### [EXERCISE TASK 1]
List every person named in the opinion excerpt below.

Knaus v. Relyea, 24 Ark. App. 7, 746 S.W.2d 389 (1988)

March 16, 1988 · Arkansas Court of Appeals · CA 87-274
24 Ark. App. 7, 746 S.W.2d 389

Carolyn KNAUS v. Lawrence Ralph RELYEA, Administrator, et al.

CA 87-274

746 S.W.2d 389

Court of Appeals of Arkansas Division I

Opinion delivered March 16, 1988

*8 The McMath Law Firm, P.A., by: Eileen Harrison, for appellant.

The Niblock Law Firm, by: Katherine C. Gray, for appellee.

*9James R. Cooper, Judge.

The appellant, Carolyn Knaus, petitioned the Carroll County probate court seeking an order finding that she had entered into a valid common law marriage with the deceased Mark Relyea in Colorado and requested that the court enter an order recognizing the marriage. After a hearing, the probate judge found that the appellant had failed to establish that she was the lawful surviving spouse of Mark Relyea. From that decision, comes this appeal.

### [EXERCISE TASK 2]
Tally the lines of the rows that contain the string "small", treating case as significant, and give only the count.

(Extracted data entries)
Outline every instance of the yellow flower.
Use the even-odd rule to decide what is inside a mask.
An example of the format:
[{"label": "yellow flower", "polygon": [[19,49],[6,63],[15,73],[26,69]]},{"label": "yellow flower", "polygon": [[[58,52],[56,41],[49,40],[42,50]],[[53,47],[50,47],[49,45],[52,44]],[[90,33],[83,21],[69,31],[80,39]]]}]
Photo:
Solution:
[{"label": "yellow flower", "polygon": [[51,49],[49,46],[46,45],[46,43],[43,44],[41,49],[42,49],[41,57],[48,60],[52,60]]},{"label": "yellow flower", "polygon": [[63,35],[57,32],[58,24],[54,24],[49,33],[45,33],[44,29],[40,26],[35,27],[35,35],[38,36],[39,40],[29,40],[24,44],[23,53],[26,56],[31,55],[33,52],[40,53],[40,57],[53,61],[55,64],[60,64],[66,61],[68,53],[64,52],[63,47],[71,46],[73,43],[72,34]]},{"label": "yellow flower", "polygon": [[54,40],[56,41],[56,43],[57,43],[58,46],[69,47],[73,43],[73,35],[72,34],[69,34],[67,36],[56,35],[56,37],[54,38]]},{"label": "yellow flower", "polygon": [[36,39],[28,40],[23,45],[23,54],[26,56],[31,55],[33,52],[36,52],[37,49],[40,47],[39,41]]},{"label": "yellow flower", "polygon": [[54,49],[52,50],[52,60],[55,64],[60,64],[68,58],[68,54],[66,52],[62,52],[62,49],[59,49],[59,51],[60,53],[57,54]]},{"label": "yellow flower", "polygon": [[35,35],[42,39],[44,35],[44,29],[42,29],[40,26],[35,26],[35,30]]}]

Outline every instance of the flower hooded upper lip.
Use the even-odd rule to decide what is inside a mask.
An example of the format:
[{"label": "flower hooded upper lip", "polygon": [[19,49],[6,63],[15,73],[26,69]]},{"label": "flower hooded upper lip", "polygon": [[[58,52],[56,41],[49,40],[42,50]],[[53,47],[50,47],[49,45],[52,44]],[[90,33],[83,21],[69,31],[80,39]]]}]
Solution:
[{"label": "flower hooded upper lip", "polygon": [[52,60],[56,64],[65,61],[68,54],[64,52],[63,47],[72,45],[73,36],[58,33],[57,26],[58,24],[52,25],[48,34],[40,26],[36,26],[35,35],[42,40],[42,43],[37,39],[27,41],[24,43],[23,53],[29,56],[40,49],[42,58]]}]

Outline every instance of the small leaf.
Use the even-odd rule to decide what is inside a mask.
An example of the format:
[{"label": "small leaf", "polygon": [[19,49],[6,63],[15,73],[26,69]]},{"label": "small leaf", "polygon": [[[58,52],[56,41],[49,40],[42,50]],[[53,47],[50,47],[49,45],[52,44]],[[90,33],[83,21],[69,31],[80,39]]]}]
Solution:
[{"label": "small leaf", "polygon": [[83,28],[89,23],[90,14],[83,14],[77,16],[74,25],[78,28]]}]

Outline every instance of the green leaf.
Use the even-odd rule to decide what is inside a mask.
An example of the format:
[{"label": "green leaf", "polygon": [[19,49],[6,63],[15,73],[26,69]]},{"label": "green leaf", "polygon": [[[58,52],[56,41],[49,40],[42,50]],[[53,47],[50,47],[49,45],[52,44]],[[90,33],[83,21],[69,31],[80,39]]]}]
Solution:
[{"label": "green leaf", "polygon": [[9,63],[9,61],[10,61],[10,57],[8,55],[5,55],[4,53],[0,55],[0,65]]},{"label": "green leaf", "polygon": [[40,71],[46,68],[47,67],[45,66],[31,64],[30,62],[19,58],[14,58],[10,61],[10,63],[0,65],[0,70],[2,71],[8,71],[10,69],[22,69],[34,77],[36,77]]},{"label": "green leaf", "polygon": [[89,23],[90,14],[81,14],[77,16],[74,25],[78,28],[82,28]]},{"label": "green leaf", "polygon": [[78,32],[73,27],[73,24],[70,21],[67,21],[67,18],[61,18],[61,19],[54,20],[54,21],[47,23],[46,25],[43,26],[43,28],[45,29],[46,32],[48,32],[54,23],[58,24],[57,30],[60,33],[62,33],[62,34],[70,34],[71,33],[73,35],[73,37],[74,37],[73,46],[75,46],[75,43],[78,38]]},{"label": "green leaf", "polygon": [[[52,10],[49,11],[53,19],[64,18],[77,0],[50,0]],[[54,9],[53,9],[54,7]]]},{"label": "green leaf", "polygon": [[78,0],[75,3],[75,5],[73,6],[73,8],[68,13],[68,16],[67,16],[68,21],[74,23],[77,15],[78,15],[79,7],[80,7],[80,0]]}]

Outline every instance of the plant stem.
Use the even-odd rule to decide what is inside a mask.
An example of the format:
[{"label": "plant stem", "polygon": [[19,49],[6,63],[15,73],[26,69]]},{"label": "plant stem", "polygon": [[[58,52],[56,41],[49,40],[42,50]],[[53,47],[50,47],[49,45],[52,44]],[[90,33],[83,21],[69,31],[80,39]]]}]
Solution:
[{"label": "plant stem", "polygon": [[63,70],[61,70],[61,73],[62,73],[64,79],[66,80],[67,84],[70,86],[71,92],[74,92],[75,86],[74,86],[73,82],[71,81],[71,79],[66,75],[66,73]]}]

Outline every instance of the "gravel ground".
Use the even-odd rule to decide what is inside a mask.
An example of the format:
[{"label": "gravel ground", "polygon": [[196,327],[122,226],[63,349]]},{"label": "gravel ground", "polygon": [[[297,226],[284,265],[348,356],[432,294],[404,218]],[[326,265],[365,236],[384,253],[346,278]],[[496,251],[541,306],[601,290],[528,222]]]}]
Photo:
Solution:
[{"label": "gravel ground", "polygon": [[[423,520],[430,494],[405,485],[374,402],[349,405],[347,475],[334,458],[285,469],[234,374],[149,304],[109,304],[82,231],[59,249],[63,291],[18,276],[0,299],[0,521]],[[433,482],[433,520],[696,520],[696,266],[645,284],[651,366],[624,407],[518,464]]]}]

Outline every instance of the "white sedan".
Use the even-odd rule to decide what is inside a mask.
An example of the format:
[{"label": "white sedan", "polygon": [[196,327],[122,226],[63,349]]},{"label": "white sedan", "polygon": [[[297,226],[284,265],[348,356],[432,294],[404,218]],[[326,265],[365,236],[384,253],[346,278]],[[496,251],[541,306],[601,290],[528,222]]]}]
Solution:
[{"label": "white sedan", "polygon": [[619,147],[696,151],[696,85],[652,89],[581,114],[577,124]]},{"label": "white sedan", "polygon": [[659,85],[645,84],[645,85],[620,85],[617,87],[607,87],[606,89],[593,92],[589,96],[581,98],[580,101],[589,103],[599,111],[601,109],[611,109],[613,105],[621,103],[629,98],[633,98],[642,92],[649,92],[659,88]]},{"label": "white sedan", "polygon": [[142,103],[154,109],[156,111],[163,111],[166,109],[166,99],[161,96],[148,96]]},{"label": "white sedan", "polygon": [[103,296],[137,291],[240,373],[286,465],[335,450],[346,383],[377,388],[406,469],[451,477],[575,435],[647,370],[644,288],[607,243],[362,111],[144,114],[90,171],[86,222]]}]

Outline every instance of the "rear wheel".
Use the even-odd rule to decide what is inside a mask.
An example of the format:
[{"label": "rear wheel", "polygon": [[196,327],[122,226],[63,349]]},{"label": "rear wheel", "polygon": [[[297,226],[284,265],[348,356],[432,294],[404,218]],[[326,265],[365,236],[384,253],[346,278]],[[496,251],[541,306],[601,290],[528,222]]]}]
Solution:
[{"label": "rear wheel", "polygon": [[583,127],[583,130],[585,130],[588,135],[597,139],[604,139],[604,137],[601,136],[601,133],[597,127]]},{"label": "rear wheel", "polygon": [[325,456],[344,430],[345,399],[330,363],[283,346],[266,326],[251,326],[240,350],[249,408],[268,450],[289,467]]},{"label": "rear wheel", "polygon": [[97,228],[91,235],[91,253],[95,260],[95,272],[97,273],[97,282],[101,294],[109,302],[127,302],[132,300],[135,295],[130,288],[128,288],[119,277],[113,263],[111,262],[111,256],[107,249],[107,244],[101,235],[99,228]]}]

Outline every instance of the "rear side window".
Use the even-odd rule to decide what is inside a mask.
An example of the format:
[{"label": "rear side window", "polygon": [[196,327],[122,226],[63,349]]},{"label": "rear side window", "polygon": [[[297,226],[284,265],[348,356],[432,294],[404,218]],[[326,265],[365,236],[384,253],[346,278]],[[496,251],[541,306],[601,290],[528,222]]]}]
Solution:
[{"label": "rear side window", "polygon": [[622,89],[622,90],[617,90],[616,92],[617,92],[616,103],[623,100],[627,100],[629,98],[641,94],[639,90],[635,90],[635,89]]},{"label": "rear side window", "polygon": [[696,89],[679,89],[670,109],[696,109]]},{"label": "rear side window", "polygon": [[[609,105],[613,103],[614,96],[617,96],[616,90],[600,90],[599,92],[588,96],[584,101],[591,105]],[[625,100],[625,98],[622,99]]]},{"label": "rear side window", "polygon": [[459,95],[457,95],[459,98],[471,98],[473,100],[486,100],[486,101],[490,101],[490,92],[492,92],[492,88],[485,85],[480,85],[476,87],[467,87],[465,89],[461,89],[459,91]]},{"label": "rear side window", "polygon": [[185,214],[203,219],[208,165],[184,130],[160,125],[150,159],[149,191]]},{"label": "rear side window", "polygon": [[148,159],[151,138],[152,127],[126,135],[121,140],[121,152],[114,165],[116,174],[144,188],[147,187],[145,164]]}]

### [EXERCISE RESULT 1]
Carolyn Knaus, Lawrence Ralph Relyea, Eileen Harrison, Katherine C. Gray, James R. Cooper, Mark Relyea

### [EXERCISE RESULT 2]
3